TEXTAUSZUG –
Nächste Schritte in Europa



War die Verlängerung des Hilfspakets für Griechenland ein Schritt zur Krisenlösung in Europa? Gibt es Grund zur Hoffnung? Angesichts der unmittelbar bevorstehenden Zahlungsunfähigkeit der griechischen Regierung und eines möglichen „Grexit“ gewiss. Aber in jeder anderen Hinsicht war der Verlängerungsbeschluss für beide Seiten nur ein Zeitgewinn, verbunden mit der Hoffnung, in den kommenden Monaten möge vielleicht doch noch ein Wunder geschehen.

(Aus einer Sammlung entnommene Daten)
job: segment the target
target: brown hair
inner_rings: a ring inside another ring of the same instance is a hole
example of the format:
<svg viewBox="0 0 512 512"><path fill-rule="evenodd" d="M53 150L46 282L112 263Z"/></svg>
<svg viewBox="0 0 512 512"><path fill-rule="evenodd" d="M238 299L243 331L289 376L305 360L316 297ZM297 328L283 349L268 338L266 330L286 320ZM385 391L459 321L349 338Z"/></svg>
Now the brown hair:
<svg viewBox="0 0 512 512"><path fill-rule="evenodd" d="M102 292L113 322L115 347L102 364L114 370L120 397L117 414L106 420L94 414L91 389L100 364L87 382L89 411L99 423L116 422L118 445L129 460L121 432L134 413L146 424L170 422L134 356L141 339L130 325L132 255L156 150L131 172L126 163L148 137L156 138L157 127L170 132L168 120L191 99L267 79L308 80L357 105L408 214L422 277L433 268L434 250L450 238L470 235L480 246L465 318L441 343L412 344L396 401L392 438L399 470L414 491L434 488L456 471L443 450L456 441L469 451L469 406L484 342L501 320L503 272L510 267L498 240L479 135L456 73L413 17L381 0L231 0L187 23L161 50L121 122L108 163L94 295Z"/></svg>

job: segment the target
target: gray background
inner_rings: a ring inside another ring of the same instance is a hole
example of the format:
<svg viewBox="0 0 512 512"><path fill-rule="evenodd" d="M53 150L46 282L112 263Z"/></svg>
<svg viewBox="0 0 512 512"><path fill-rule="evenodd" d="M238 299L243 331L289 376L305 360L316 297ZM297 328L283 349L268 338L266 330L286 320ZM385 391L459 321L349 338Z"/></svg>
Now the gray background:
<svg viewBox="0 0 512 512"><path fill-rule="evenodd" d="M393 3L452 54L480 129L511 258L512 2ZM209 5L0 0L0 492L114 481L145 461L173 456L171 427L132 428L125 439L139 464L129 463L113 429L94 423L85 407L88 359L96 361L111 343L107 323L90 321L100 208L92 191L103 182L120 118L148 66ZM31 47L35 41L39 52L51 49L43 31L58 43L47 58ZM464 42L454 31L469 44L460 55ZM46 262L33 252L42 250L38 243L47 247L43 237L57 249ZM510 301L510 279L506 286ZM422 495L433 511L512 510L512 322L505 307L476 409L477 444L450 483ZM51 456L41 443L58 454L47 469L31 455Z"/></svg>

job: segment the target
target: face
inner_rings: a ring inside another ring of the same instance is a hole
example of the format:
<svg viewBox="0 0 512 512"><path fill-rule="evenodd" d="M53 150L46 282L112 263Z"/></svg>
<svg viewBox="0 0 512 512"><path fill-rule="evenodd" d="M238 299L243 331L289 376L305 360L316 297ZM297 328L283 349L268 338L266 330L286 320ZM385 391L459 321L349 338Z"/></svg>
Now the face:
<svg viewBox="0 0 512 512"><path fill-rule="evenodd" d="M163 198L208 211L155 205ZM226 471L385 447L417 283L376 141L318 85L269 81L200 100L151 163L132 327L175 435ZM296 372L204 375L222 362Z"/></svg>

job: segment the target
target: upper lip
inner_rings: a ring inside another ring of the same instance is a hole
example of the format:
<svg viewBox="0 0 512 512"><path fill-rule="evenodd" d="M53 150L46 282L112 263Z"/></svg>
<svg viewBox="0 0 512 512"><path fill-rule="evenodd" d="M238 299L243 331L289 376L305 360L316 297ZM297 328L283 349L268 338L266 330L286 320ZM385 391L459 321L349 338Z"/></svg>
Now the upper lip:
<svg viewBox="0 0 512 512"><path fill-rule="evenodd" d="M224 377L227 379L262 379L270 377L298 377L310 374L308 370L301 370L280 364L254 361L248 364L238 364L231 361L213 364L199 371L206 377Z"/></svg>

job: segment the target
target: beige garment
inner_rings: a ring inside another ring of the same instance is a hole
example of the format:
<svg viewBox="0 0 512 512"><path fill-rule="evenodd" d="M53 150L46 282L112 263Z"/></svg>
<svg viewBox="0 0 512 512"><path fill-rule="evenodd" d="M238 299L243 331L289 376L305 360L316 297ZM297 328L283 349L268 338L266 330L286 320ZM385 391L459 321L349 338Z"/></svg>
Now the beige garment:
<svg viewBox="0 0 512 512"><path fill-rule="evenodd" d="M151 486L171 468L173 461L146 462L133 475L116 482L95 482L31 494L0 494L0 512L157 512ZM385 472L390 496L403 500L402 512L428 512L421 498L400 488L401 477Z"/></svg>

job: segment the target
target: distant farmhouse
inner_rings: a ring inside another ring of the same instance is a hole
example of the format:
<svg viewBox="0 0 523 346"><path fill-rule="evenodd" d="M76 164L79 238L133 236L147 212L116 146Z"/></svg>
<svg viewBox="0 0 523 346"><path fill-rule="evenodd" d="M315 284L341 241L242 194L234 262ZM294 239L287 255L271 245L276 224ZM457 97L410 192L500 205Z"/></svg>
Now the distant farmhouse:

AUFGABEN –
(a) Was war der Verlängerungsbeschluss laut dem Textauszug über das Hilfspaket für Griechenland in jeder anderen Hinsicht für beide Seiten?
(b) Führen Sie den Textauszug über das Hilfspaket für Griechenland im Anschluss an seinen letzten Satz fort.

LÖSUNGEN –
(a) Er war nur ein Zeitgewinn, verbunden mit der Hoffnung, in den kommenden Monaten möge vielleicht doch noch ein Wunder geschehen.

(b)
Doch für die notwendigen Wunder auf beiden Seiten war das Aufeinandertreffen der verlässlich dem Spardiktat verhafteten Gläubigerländer mit dem rebellischen Schuldner wenig hilfreich. Die Gläubigerfront besteht zu Recht darauf, dass Verträge von Vorgängerregierungen auch von nachfolgenden Regierungen eingehalten werden müssen. In Europa (und nicht nur da) würde Chaos ausbrechen, wenn sich neu gewählte Regierungen von früheren Verpflichtungen einfach verabschieden könnten. Keine Investition würde mehr getätigt, kein Kredit mehr an eine Regierung vergeben. Kein Arbeitsplatz würde entstehen, sondern die Welt würde ökonomisch und politisch noch unsicherer, als sie es jetzt schon ist. Im internationalen Raum gilt der Rechtsstaat nicht. Umso wichtiger ist es, dass sich alle Regierungen bewusst sind, Rechtsnachfolger ihrer Vorgänger zu sein.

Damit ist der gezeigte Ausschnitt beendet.